> Set problem 1: Extract everything from the start of the entries down to the line containing "[232,320,239,347]", both ends included, and reproduce those lines verbatim.

> Page extract:
We thank the referee for the constructive feedback on our manuscript. The comments highlight important aspects of clarity and validation that we will address through revisions. Below we respond point-by-point to the major comments.

read point-by-point responses
  1. Referee: [Abstract and Experiments] The reported energy reductions are labeled 'estimated' with no description of the estimation method, hardware model, power model parameters, or inclusion of error bars/statistical tests. This is load-bearing for the headline 1.5x efficiency claim and the accuracy-efficiency trade-off.

    Authors: We agree that explicit documentation of the energy estimation procedure is necessary to substantiate the efficiency claims. In the revised manuscript we will add a dedicated subsection in the Experiments section that fully describes the energy model. This will include: (i) the operation-counting methodology (spike events and state updates in the SmolMamba blocks), (ii) the assumed hardware platform and per-operation energy costs drawn from established neuromorphic literature, (iii) the precise power-model parameters, and (iv) error bars computed as standard deviations over multiple independent training runs. Where direct comparisons are presented we will also include statistical significance tests (paired t-tests) to quantify the reliability of the reported 1.5x gains. revision: yes

  2. Referee: [SST-TP description] Token pruning relies on spike activation strength and first-spike latency as proxies for importance, yet no independent verification (e.g., information-preservation metrics, reconstruction error, or targeted ablations on critical features) is provided to confirm that task-relevant spatio-temporal content is retained. This assumption is load-bearing because accuracy maintenance on event-based data (CIFAR10-DVS, DVS128 Gesture) depends on it; mis-pruning could explain the reported trade-off without true efficiency gains.

> The records:
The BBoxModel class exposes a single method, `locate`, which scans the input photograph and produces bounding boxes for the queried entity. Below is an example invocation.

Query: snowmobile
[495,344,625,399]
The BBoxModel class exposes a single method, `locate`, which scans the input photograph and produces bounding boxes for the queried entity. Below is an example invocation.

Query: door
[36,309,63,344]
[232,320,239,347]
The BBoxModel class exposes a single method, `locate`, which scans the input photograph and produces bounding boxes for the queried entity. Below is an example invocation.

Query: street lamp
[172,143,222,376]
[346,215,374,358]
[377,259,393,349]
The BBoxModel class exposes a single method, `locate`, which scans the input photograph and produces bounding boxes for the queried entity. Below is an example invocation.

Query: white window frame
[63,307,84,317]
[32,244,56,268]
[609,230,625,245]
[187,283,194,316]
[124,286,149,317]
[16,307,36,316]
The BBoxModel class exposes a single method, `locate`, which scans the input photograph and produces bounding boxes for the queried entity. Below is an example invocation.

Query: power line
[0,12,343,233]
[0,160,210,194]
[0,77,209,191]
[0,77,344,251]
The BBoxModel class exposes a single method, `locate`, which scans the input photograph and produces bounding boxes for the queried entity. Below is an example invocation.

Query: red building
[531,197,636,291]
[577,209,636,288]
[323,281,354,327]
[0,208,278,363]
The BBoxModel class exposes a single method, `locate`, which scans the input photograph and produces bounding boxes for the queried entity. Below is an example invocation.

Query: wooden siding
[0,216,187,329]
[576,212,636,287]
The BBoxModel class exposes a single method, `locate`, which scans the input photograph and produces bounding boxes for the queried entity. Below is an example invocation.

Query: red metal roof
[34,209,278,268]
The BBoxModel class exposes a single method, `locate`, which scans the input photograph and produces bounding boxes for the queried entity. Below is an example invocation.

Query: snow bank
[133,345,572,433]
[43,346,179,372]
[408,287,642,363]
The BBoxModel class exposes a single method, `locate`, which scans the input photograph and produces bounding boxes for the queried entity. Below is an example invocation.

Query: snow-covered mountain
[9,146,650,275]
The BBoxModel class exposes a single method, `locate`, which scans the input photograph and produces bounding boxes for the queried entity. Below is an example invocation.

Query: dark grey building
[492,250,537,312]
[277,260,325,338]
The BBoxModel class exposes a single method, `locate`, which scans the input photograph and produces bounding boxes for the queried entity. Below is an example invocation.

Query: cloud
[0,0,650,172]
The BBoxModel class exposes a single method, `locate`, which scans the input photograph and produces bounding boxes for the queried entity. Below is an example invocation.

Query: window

> Set problem 2: In the referee response above, copy everything from "We thank the" down to "the major comments." word for word.

> Correct answer 1:
The BBoxModel class exposes a single method, `locate`, which scans the input photograph and produces bounding boxes for the queried entity. Below is an example invocation.

Query: snowmobile
[495,344,625,399]
The BBoxModel class exposes a single method, `locate`, which scans the input photograph and produces bounding boxes for the queried entity. Below is an example invocation.

Query: door
[36,309,63,344]
[232,320,239,347]

> Correct answer 2:
We thank the referee for the constructive feedback on our manuscript. The comments highlight important aspects of clarity and validation that we will address through revisions. Below we respond point-by-point to the major comments.